-- START OF Source excerpt --
# Carelessness with finances...



## RandomDude (Dec 18, 2010)

It seems both my wife and I have become increasingly careless over our finances due to increased income over the years. Maybe I'm just paranoid after my wife got scammed but when I think about, I've been careless and lazy as well. I've also been gambling with higher stakes and have increased my "maximum spending for a night out" from $20 to $500 though I'm worried if I may end up tempted to boosting that up again.

What you guys think? Or am I just thinking too much?


----------



## turnera (Jan 22, 2010)

Are you putting 50% of all earnings into a savings account, into college funds, and a retirement fund? Then have fun with the rest.

If not, CHANGE.


----------



## RandomDude (Dec 18, 2010)

More than 50% actually, I'm just worried we may be too complacent nowadays however with the leftover cash. Overly generous at times as well, we're always lending, sometimes we just tell them to keep it - we discuss it between ourselves first though. 

I dunno, I just don't want it to cut into our savings I guess. I lost a few grand recently due to that scam on my wife and even though it's not much it's a bit of a slap in the face really.


----------



## turnera (Jan 22, 2010)

If you're earning that much money, you really should be spending some of it on a professional accountant or money manager. Or better yet, investing in something that will continue to make you money for the rest of your life.

Have you read Rich Dad Poor Dad? You should.


----------



## Mavash. (Jan 26, 2012)

It's hard for me to answer because I don't know your income, how stable your job is, how much you have saved, how much you're investing, what your net worth is in relation to your income, etc.

There are TONS of formula's for how much you should be saving, investing and what your net worth should be based on your income. So to me as long as your job is stable and you've met all the criteria what does it matter how you choose to spend the excess.


----------



## turnera (Jan 22, 2010)

Honestly, I would at least like to see you have an actual budget. So you know where the money goes. Frankly as a 50+ year old, I'd rather see you spending it on investing in property, or water rights. I see a bad fall coming in the future for you. My H never looked at the checkbook for the first 20 years of our marriage, he made so much money. But we never saved a dime. Now we can't even pay our taxes each year.


----------



## VermisciousKnid (Dec 27, 2011)
-- END OF Source excerpt --
(Required task 1)
In the forum thread, to what amount did RandomDude raise his maximum spending for a night out?
(Required task 2)
Please summarize the forum thread in two sentences.
(Required task 3)
Decide whether each statement agrees with the forum thread, answering yes or no and quoting the words that settle it: (a) RandomDude puts less than half of his earnings into savings; (b) turnera recommends the book Rich Dad Poor Dad; (c) turnera's husband regularly checked the checkbook early in their marriage.
-- START OF Dataset extract --
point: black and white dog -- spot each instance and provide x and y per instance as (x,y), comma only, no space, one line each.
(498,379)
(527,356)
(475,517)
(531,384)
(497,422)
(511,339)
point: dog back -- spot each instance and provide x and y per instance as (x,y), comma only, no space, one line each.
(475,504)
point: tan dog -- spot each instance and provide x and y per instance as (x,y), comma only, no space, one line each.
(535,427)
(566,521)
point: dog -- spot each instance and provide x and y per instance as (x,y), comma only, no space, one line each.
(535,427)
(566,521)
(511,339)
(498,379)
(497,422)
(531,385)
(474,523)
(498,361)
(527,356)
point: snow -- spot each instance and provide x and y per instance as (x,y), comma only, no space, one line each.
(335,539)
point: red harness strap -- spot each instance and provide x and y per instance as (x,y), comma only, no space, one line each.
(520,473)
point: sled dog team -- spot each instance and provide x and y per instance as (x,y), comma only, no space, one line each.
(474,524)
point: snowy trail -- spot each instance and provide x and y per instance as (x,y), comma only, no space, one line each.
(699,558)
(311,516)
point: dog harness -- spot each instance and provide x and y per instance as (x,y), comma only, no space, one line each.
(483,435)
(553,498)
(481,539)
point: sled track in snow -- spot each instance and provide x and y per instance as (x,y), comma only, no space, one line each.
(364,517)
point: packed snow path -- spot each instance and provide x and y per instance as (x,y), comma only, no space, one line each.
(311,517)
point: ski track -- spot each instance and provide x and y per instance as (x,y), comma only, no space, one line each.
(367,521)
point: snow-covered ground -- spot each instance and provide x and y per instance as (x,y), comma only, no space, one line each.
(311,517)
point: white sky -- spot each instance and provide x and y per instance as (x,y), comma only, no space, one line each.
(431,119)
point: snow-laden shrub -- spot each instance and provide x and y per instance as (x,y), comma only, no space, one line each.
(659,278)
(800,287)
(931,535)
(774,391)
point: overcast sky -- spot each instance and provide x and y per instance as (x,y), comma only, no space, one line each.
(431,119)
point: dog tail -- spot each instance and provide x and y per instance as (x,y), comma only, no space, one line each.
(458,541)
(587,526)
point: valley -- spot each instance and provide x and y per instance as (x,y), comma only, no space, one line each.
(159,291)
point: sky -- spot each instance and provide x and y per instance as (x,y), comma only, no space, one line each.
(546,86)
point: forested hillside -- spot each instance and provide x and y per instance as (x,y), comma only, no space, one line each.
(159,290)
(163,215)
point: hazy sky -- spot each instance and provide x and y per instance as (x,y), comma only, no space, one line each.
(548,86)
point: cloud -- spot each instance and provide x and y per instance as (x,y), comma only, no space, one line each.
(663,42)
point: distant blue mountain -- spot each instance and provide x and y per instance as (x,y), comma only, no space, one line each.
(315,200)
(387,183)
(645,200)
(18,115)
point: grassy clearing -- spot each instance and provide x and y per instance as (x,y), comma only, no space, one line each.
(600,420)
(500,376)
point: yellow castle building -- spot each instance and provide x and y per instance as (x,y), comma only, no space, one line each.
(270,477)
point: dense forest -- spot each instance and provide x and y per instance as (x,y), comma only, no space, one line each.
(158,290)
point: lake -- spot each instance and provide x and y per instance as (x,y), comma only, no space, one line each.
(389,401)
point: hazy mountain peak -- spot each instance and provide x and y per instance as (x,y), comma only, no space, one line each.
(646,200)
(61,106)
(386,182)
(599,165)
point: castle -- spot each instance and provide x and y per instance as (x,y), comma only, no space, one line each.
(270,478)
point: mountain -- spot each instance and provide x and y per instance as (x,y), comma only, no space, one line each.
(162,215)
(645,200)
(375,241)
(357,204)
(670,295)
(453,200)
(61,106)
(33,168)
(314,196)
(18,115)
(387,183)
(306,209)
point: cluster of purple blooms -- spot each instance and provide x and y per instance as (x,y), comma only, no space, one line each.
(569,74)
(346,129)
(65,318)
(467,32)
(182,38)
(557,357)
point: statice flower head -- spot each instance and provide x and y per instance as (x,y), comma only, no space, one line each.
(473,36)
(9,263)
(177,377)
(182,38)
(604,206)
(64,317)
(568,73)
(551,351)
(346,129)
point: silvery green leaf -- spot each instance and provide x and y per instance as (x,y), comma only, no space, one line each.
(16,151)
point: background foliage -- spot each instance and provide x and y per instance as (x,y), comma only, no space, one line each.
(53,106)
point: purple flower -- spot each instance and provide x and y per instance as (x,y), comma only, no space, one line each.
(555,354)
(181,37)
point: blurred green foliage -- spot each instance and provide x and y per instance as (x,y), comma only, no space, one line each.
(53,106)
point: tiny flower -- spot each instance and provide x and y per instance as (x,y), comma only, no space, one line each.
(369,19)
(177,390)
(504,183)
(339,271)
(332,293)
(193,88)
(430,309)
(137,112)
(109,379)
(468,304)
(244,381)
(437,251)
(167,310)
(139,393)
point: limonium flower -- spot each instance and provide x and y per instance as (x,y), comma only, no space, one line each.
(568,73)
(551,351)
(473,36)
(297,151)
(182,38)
-- END OF Dataset extract --
(Complete response 1)
He raised it from $20 to $500.

(Complete response 2)
RandomDude worries that he and his wife have grown careless with money as their income rose, noting that he raised his night-out limit from $20 to $500 and lost a few grand in a scam on his wife. Replies tell him to save at least 50% of earnings, hire an accountant or invest, and keep an actual budget, while one says that if his job is stable and he has met the criteria, how he spends the excess doesn't matter.

(Complete response 3)
(a) No: "More than 50% actually"
(b) Yes: "Have you read Rich Dad Poor Dad? You should."
(c) No: "My H never looked at the checkbook for the first 20 years of our marriage"